- PROBLEM SET:
A) Please reproduce the part of the Almoghar article below that opens with the words containing "Before he was" and closes with "to the village.", swapping "teenager" for "adolescent".
B) Where was Almoghar located before the Nakba, according to the Almoghar article below?

--- Start PASSAGE ---

'I just want to go home to my village'
Mahmoud Abdelrahman Hamdan is an 82-year-old Palestinian refugee living in the Maghazi refugee camp in the central Gaza Strip.
For decades, he has dreamed of returning to his original hometown, Almoghar. Speaking to The New Arab on the eve of the anniversary of the Palestinian Nakba, Mahmoud put it simply: "I want to go home to my village."
Before the Nakba, Almoghar was a village around 12km south of Ramla. You are unlikely to be able to find it on a map today.
Life in Almoghar
Mahmoud has five grown-up children, and many, many grandchildren. Though he is elderly, he is in good health and speaks clearly.
"Back in Almoghar, people lived peacefully and happily, with no major problems. I remember those days, when my neighbours and I enjoyed watching weddings in the village. By then, a wedding lasted four to five days, and young men used to dance the Palestinian Dabka, while food used to be served."
Before he was a teenager, and a few years before the Palestinian Nakba erupted, Mahmoud joined a group of the village's youths at a British mandate-run government post, close to the village.
"By the age of 12, I remember that the British mandate government recruited many locals at some government posts, including a government-run restaurant, nearby. I myself worked in washing dishes. Until today, I remember a few words and sentences of the English language."
On the farm
Mahmoud's father, Abdelrahman, was a farmer. "My father and my grandfather owned a piece of land, two acres and a half. Back then, my father used to plant crops including watermelon and sesame. At our home in Almoghar, we had two cows and some cattle, from which we used to produce some milk and eat some meat," the aging Palestinian refugee recalled.
Important occasions looked different before the Palestinian Nakba. Mahmoud cited the example of the holy month of Ramadan during those years. "Following the iftar meal during Ramadan fasting days, youth of the village gathered in a big hall, made of straw, to chat and drink coffee. I remember that I used to play in the neighboirhood. One of the main meals during Ramadan was dates, mixed with some water. Other dishes were fatta, rice mixed with meat, and couscous or maftoul."

--- End PASSAGE ---
--- Start RAW RECORDS ---

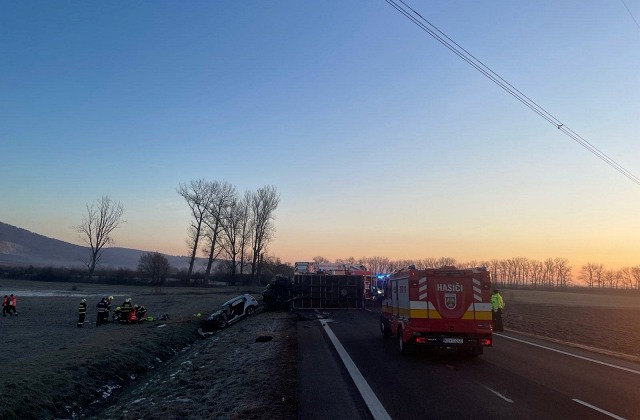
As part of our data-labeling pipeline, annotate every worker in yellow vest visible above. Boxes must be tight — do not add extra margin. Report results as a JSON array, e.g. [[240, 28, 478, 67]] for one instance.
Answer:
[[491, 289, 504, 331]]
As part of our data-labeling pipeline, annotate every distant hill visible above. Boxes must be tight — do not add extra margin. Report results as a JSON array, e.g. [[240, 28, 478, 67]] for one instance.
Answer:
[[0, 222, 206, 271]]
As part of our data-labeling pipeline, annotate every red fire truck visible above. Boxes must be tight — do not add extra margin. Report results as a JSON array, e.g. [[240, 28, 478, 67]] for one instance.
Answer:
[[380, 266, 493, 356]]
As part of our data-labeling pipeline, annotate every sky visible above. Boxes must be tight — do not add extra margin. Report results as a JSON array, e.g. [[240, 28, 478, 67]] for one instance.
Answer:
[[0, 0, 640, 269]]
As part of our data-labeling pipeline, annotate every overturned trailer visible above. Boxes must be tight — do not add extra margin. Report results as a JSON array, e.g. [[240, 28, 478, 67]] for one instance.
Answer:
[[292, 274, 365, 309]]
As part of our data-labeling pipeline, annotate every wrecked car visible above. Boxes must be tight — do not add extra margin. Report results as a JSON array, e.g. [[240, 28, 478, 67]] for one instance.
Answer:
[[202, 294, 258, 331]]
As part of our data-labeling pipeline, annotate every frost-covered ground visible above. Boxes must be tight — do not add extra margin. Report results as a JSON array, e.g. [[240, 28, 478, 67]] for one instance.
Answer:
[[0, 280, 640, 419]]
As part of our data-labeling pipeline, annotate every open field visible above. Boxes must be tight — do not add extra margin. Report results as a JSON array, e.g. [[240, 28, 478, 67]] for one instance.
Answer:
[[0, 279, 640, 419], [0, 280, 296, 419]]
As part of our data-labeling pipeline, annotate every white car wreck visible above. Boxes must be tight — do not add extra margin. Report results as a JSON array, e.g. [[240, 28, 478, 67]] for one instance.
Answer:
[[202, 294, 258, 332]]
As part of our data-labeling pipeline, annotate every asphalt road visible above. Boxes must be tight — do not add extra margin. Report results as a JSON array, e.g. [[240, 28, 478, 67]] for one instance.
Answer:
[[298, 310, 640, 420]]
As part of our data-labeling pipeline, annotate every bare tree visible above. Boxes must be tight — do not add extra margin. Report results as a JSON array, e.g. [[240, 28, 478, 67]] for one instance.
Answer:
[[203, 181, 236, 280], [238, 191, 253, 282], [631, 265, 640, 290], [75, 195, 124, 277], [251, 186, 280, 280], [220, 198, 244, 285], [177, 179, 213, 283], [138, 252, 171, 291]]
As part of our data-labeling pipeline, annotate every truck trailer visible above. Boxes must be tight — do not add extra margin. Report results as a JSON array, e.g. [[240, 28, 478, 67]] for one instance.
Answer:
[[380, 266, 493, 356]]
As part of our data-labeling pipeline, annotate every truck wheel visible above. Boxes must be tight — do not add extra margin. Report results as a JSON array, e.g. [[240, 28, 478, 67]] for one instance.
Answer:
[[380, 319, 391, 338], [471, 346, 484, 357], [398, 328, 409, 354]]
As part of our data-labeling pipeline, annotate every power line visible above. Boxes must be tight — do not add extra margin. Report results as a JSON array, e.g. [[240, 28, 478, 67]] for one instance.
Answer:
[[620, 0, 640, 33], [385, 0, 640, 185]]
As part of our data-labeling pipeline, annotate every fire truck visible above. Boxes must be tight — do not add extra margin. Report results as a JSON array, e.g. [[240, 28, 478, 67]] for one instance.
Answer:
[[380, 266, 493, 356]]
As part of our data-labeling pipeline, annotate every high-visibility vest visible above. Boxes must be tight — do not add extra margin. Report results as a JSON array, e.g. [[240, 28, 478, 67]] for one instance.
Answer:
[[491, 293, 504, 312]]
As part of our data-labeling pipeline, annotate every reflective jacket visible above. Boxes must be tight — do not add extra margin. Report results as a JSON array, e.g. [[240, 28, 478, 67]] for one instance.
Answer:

--- End RAW RECORDS ---

- ANSWERS TO THE EXERCISE:
A)
Before he was a adolescent, and a few years before the Palestinian Nakba erupted, Mahmoud joined a group of the village's youths at a British mandate-run government post, close to the village.

B) Around 12km south of Ramla.